What the task asks:
Restate all of the data precisely, omitting nothing.

Records from a dataset:
============================================================

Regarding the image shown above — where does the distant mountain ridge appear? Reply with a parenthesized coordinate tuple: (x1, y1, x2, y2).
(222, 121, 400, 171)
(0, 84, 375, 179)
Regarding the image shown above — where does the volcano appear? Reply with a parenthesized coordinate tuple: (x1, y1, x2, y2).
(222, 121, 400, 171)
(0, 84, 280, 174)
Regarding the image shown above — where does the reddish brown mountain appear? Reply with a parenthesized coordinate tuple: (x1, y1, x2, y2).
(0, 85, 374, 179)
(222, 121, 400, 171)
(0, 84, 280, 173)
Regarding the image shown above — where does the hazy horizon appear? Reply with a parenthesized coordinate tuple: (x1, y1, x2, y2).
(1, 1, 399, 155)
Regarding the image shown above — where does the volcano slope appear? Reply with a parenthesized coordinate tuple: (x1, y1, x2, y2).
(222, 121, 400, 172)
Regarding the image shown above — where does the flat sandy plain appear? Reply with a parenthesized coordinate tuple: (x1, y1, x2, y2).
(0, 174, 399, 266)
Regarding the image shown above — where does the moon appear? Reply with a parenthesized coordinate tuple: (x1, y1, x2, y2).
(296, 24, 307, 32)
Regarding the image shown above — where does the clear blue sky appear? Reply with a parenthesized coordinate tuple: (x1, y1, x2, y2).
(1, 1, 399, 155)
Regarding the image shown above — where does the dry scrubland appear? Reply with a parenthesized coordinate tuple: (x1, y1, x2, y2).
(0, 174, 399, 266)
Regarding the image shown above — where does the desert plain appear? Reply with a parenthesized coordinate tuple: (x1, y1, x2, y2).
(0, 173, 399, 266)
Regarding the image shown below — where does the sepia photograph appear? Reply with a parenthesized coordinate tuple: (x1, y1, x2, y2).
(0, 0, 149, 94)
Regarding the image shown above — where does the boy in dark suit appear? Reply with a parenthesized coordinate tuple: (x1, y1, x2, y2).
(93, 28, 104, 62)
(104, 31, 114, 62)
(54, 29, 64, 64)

============================================================

Answer to the exercise:
Regarding the image shown above — where does the distant mountain ridge appear? Reply with a parenthesized coordinate tuple: (x1, y1, x2, y2).
(222, 121, 400, 171)
(0, 84, 375, 179)
Regarding the image shown above — where does the volcano appear? Reply with a parenthesized coordinate tuple: (x1, y1, x2, y2).
(222, 121, 400, 171)
(0, 84, 280, 174)
Regarding the image shown above — where does the reddish brown mountain appear? Reply with a parenthesized coordinate tuple: (x1, y1, x2, y2).
(0, 85, 374, 179)
(222, 121, 400, 171)
(0, 84, 280, 173)
Regarding the image shown above — where does the hazy horizon appear? Reply with a parenthesized coordinate tuple: (x1, y1, x2, y2).
(1, 1, 399, 155)
Regarding the image shown above — where does the volcano slope appear? Reply with a parenthesized coordinate tuple: (x1, y1, x2, y2).
(222, 121, 400, 172)
Regarding the image shown above — where does the flat sandy plain appear? Reply with a parenthesized coordinate tuple: (x1, y1, x2, y2).
(0, 174, 399, 266)
Regarding the image shown above — where does the moon appear? Reply with a parenthesized coordinate tuple: (x1, y1, x2, y2).
(296, 24, 307, 32)
Regarding the image shown above — where does the clear blue sky appear? Reply with a parenthesized coordinate tuple: (x1, y1, x2, y2).
(1, 1, 399, 155)
Regarding the image shown above — where does the dry scrubland appear? Reply with a parenthesized coordinate tuple: (x1, y1, x2, y2).
(0, 174, 399, 266)
Regarding the image shown above — where does the desert plain appear? Reply with a parenthesized coordinate tuple: (x1, y1, x2, y2).
(0, 173, 399, 266)
Regarding the image shown below — where does the sepia photograph appear? Reply with a parenthesized coordinate tuple: (x1, y1, x2, y2).
(0, 0, 149, 94)
Regarding the image shown above — where does the boy in dark suit appear? Reply with a parenthesized coordinate tuple: (x1, y1, x2, y2).
(93, 28, 104, 62)
(104, 31, 114, 62)
(54, 29, 64, 64)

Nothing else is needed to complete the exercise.